## begin SUPPLIED DATA
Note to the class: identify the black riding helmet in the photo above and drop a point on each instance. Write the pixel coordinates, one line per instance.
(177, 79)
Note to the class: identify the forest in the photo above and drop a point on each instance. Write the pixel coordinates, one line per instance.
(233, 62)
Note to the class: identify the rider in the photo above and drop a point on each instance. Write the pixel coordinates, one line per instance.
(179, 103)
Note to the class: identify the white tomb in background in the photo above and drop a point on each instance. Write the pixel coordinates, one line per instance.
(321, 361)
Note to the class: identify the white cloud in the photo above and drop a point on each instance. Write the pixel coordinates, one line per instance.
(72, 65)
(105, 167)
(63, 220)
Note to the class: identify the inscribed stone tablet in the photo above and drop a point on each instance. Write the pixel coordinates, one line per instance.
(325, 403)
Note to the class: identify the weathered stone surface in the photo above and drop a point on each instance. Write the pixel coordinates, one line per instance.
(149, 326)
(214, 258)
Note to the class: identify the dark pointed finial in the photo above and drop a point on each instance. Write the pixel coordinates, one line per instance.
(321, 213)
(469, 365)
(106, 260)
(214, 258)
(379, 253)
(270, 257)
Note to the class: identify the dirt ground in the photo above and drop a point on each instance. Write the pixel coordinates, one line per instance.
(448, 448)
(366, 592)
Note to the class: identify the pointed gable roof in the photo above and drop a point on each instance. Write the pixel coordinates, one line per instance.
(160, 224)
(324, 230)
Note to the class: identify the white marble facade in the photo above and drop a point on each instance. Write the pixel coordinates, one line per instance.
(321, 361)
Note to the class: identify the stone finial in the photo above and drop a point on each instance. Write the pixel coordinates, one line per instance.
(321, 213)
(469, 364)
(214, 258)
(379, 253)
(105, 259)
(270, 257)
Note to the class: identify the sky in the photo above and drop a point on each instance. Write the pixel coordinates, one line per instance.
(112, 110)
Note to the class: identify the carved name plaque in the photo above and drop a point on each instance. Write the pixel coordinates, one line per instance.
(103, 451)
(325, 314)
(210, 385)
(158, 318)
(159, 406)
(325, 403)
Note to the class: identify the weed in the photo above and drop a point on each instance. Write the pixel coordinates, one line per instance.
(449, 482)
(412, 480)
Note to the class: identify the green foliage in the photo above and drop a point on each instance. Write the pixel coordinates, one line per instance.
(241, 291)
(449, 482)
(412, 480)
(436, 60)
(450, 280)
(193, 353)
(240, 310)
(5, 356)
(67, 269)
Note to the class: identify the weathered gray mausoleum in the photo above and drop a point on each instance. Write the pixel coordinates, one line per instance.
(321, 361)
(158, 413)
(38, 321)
## end SUPPLIED DATA
WRITTEN INSTRUCTION: The full set of records should be duplicated exactly.

TASK SOLUTION:
Note to the class: identify the black riding helmet in the photo above and drop a point on each instance. Write the pixel coordinates, one line per instance.
(177, 79)
Note to the class: identify the forest in the photo above and drop a point on each instance. Write the pixel coordinates, one line per instance.
(233, 62)
Note to the class: identify the rider in the photo above and drop a point on each instance. Write the pixel coordinates, one line per instance.
(179, 103)
Note to the class: identify the white tomb in background in the photo above and drop a point on each instance. Write the pixel coordinates, one line per instance.
(321, 361)
Note to the class: identify the white cloud in the photo above and drop a point on each instance. Write the pixel coordinates, one line per instance.
(72, 65)
(105, 167)
(63, 220)
Note to the class: identify the inscribed stone tablet in the photo above and drop a point on each instance. Write the pixel coordinates, one line per instance.
(325, 403)
Note to the class: identify the weathered stone surface in the photo above and drop a point on each instance. Write the pixel coordinates, one line per instance.
(149, 326)
(214, 258)
Note to the class: identify the dark pointed finial in the photo above and drop a point on each instance. Write the pixel coordinates, one line per instance.
(321, 213)
(469, 365)
(106, 260)
(214, 258)
(379, 253)
(270, 257)
Note to the class: identify the dirt ground in the photo above and drop a point on each instance. Write the pixel coordinates, one line per instance.
(448, 448)
(366, 592)
Note to the class: identify the pointed gable roof in the photo above and drop a point on each instance. Write the pixel coordinates, one line per instance.
(160, 224)
(324, 230)
Note to the class: identify the white marble facade in the photo above and drop a point on each instance. Write the pixel coordinates, one line per instance.
(321, 361)
Note to the class: identify the stone finial in the photo above and drop a point on each instance. Write the pixel coordinates, one line per instance.
(321, 213)
(469, 364)
(214, 258)
(379, 253)
(105, 259)
(270, 257)
Note to the class: identify the sky in the photo above and drop a point on each instance. Write the pixel coordinates, one line per instance.
(112, 110)
Note to the class: identify the carved name plaque in the photo above and drop a point on each instance. Write the pixel coordinates, one line per instance.
(103, 451)
(325, 314)
(210, 385)
(158, 318)
(159, 406)
(325, 403)
Note to the class: identify the weed in the photo above and drop a point on each instance. Write the pixel coordinates, one line per instance.
(449, 482)
(412, 480)
Note to the class: identify the green foliage in the photo above and drop a point on each instance. Write the pixel coordinates, one line per instance.
(241, 291)
(449, 482)
(412, 480)
(436, 60)
(450, 280)
(193, 353)
(240, 310)
(5, 356)
(67, 269)
Note to the class: identify the weathered gray mausoleum in the photo above and drop a point on each instance. Write the pixel coordinates, one line per instance.
(321, 361)
(158, 413)
(38, 321)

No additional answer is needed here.